Ancien Directeur technique de la Fédération, Benoît Thans analyse les causes de l’échec des Diables en France et dépose ses espoirs d’un avenir meilleur dans les mains de Bart Verhaeghe :  » Il peut dynamiser tout cela. « 

C’est en supporter, avec ses trois fils, que Benoît Thans a vécu en France le parcours des Diables Rouges durant un EURO qui a fait remonter pas mal de souvenirs à la surface du temps de son bref mandat de Directeur technique. Thans a été licencié de son poste en janvier 2013. L’argument principalement mis en évidence par les décideurs de l’époque était son manque d’implication au niveau administratif. En clair, il n’établissait pas suffisamment de dossiers, de rapports qui permettent de laisser une trace de son travail.

Ce job, il ne l’avait pas imaginé comme cela. Lui, il était là pour causer foot, lancer des idées et les mettre en pratique. Et aujourd’hui, c’est un constat qu’il pose à nouveau: « On ne parle de nouveau plus assez de football à l’Union belge. »

LA RESPONSABILITÉ DE WILMOTS

Selon les sondages et la région du pays dans laquelle ils ont été effectués, 75 à 90 % des Belges attribuent l’échec de l’équipe nationale à Marc Wilmots. Thans était encore directeur technique de l’Union belge quand celui-ci a été nommé à titre définitif, après deux matches amicaux.

ENTRÉES:
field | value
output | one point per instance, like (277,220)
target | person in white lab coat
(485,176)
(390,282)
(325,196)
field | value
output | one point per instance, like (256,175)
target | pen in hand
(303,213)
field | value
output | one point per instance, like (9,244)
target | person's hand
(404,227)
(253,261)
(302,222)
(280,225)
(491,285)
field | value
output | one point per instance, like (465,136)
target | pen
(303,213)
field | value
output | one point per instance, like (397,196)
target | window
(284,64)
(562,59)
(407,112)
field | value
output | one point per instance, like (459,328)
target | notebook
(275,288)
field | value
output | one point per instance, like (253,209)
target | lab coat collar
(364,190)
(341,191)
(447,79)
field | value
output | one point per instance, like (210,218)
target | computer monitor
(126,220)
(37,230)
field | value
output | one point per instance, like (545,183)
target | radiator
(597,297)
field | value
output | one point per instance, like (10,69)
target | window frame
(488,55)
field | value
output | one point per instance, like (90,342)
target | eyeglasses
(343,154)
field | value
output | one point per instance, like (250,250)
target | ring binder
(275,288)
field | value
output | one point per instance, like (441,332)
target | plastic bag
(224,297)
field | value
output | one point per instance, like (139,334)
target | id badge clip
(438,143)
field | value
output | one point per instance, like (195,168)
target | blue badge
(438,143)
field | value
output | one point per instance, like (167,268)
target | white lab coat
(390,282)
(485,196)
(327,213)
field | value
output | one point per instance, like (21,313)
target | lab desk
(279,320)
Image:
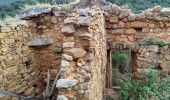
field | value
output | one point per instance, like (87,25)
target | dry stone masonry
(78,42)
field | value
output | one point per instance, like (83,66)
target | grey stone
(40,41)
(153,48)
(35,11)
(5,29)
(124,14)
(76,52)
(66,83)
(132,17)
(165,12)
(62,97)
(83,21)
(67,57)
(68,29)
(86,36)
(68,44)
(64,63)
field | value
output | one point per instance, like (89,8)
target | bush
(146,88)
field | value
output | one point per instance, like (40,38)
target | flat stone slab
(66,83)
(40,42)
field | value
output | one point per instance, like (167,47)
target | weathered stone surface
(86,36)
(5,29)
(137,24)
(114,19)
(76,52)
(153,48)
(68,29)
(165,12)
(166,66)
(65,63)
(62,97)
(68,44)
(66,83)
(67,57)
(40,41)
(83,21)
(35,11)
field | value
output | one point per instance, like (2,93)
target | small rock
(153,48)
(132,17)
(83,21)
(67,57)
(64,63)
(114,19)
(66,83)
(68,29)
(68,44)
(165,12)
(40,41)
(5,29)
(76,52)
(62,97)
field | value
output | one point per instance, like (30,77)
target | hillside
(6,1)
(14,7)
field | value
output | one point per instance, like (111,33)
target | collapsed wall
(19,64)
(84,57)
(77,43)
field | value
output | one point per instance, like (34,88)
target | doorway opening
(119,66)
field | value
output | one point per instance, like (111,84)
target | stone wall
(84,59)
(19,65)
(128,31)
(77,42)
(48,26)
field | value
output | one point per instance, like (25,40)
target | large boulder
(66,83)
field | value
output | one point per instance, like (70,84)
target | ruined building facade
(81,43)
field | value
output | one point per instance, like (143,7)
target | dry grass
(10,20)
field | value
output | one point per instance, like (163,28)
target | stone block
(67,57)
(83,21)
(114,19)
(68,45)
(62,97)
(40,42)
(66,83)
(68,29)
(165,12)
(76,52)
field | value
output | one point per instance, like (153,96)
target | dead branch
(48,94)
(2,91)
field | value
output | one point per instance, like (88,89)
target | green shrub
(148,87)
(155,41)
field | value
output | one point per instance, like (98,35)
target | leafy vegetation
(139,5)
(148,87)
(155,41)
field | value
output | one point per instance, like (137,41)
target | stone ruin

CONSIGNES:
[1] Relevez tous les noms de personnes cités dans le texte extrait.
[2] Repérez chaque ligne des entrées qui contient le mot « badge », en tenant compte de la casse.

CORRIGÉ:
[1]
Benoît Thans
Bart Verhaeghe
Marc Wilmots

[2]
target | id badge clip
target | blue badge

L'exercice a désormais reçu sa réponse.